Consigne: Pouvez-vous reproduire mot pour mot tout ce qui, dans la critique du film, va de « Rarement a-t-on l’occasion » jusqu'à « de sièges vides. » ?

Texte à examiner:

════════════════════

Rarement a-t-on l’occasion de voir un film aussi délirant, aussi fou, aussi éclaté. Des gags outranciers très assumés côtoient des scènes d’action parfaitement réglées, des références cinématographiques sont magnifiquement intégrées au récit, et le montage, étourdissant, est mis au service d’une histoire complètement insensée qui, pourtant, finit par avoir un sens.

Everything Everywhere All at Once (Tout, partout, tout à la fois en version française) fait partie de ces expériences jubilatoires qui s’apprécient plus particulièrement sur grand écran, de préférence au cours d’une séance où l’on compte peu de sièges vides.

Fort de leur succès d’estime obtenu il y a cinq ans grâce à Swiss Army Man, un premier long métrage dans lequel leur imagination débordante était déjà mise au service d’une approche pour le moins surprenante, Dan Kwan et Daniel Scheinert, surnommés les Daniel, en rajoutent. Ils nous entraînent cette fois dans une histoire où chacun des personnages a plusieurs alter ego dans le multivers. Mais n’attendez pas ici un monde à la Marvel. Les Daniel préfèrent de loin utiliser le concept pour simplement laisser libre cours à leur humour qui, s’il n’est pas toujours du meilleur goût, reste toujours étonnant. Il suffit de voir la forme d’un trophée ornant le bureau de l’agence du revenu pour vite comprendre que l’objet en question aura plus tard une fonction beaucoup plus inusitée dans l’un des univers parallèles où se retrouveront les protagonistes.

════════════════════

Liste des données:
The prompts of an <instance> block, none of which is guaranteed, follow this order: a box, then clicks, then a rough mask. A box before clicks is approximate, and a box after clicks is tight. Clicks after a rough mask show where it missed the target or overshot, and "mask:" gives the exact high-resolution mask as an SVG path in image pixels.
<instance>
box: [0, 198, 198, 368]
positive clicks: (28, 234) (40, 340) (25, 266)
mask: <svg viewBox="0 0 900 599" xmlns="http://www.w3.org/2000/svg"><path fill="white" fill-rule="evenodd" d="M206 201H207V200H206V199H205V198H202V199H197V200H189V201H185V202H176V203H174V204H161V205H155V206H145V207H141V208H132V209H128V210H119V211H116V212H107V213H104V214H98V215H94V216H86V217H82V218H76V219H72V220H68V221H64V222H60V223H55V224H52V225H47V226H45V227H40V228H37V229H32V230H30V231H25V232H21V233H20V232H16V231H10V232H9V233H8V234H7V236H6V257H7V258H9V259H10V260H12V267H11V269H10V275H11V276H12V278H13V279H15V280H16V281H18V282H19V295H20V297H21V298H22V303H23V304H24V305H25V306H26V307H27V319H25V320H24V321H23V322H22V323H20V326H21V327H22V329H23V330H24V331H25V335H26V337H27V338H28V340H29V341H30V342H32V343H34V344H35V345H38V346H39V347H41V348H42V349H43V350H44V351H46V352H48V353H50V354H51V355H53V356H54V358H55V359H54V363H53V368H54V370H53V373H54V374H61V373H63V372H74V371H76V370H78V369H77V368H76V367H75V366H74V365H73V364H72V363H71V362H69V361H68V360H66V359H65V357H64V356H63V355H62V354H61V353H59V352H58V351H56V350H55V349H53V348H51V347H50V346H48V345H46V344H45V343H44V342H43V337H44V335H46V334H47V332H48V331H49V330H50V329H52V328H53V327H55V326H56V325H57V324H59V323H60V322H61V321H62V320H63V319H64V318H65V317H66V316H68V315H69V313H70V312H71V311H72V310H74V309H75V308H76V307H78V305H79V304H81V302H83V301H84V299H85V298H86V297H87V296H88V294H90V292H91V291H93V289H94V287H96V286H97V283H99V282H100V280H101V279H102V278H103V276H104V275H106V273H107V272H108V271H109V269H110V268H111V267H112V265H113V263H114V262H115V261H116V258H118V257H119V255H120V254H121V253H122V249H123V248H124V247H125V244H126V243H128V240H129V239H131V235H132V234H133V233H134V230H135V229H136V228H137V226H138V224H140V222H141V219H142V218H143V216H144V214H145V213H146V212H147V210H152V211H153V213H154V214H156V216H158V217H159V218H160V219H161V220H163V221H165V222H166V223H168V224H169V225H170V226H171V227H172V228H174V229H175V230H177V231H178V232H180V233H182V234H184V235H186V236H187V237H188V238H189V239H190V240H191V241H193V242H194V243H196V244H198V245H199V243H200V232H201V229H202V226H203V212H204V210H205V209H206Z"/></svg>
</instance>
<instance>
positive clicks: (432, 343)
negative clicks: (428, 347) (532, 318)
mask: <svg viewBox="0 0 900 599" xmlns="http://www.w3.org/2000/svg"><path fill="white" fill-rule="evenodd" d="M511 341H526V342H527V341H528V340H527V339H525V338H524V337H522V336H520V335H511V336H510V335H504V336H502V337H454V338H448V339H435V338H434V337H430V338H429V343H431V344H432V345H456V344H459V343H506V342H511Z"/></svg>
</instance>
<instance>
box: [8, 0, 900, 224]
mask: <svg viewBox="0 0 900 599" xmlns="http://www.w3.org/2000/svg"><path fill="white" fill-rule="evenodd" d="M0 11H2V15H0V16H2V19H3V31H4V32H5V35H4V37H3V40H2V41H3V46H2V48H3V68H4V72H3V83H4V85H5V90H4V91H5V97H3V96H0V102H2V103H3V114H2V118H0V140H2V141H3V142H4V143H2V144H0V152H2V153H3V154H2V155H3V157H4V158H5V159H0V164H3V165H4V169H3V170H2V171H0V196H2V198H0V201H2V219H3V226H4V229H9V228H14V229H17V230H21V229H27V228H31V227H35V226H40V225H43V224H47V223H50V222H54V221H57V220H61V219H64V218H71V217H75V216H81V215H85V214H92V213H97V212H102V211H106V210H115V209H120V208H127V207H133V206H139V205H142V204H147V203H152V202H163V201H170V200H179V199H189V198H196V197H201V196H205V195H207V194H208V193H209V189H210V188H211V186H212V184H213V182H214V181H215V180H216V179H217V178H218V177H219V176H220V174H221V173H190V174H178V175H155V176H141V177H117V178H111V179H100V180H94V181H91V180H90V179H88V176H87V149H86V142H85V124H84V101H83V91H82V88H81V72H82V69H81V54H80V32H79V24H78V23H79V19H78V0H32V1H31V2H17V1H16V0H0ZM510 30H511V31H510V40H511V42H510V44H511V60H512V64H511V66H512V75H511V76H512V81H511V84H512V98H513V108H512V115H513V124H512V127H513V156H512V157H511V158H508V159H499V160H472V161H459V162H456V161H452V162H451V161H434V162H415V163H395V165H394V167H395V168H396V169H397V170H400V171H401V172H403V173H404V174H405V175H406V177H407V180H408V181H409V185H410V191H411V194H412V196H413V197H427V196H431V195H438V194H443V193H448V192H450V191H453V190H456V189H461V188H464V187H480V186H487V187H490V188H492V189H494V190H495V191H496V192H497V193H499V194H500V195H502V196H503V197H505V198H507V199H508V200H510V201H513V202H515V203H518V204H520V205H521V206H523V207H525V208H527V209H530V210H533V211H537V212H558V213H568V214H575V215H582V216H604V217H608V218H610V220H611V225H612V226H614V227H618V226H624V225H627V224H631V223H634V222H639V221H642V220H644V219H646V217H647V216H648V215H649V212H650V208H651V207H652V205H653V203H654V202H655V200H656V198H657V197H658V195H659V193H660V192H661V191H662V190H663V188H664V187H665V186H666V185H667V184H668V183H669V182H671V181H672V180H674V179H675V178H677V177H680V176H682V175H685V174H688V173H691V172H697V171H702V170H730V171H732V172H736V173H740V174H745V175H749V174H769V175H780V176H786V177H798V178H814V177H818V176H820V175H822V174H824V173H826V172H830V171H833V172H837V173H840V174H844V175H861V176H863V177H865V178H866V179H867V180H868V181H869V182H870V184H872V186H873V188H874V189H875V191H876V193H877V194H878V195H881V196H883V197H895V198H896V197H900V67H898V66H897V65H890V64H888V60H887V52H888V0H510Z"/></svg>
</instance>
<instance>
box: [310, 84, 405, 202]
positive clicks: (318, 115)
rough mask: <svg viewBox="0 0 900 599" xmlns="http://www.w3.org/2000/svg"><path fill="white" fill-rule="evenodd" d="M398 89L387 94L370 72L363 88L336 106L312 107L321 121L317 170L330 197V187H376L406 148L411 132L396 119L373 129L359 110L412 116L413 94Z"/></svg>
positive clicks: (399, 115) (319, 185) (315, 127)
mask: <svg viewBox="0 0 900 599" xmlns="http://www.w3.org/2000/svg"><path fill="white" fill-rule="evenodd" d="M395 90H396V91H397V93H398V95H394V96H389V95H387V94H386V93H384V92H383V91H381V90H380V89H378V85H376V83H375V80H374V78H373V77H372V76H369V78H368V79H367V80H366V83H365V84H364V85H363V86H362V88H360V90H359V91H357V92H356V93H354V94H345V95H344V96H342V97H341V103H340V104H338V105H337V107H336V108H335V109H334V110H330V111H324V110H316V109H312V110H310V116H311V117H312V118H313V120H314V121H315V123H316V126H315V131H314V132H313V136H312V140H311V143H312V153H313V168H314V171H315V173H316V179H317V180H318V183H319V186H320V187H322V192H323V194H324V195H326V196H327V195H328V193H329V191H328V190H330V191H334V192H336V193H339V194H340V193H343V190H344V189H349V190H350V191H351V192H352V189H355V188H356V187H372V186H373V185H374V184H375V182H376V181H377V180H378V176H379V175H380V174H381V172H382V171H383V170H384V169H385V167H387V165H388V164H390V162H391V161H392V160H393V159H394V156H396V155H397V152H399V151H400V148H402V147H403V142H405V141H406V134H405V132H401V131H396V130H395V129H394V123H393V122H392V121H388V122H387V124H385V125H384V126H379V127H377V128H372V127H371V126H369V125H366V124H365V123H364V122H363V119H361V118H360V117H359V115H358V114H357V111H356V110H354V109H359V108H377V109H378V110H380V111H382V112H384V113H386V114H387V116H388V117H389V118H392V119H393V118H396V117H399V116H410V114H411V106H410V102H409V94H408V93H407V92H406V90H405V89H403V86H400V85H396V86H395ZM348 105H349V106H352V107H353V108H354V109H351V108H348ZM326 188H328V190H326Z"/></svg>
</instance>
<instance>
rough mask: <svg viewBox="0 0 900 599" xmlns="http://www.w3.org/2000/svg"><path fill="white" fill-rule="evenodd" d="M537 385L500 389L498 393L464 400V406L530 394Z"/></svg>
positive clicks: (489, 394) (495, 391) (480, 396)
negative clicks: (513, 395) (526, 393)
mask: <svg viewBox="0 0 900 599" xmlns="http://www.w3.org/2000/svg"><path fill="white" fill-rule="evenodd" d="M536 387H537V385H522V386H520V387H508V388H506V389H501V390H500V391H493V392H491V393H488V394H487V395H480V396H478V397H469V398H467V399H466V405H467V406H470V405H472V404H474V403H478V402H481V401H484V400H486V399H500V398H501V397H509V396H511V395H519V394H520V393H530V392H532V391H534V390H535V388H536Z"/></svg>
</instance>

════════════════════

Résultat obtenu:
Rarement a-t-on l’occasion de voir un film aussi délirant, aussi fou, aussi éclaté. Des gags outranciers très assumés côtoient des scènes d’action parfaitement réglées, des références cinématographiques sont magnifiquement intégrées au récit, et le montage, étourdissant, est mis au service d’une histoire complètement insensée qui, pourtant, finit par avoir un sens.

Everything Everywhere All at Once (Tout, partout, tout à la fois en version française) fait partie de ces expériences jubilatoires qui s’apprécient plus particulièrement sur grand écran, de préférence au cours d’une séance où l’on compte peu de sièges vides.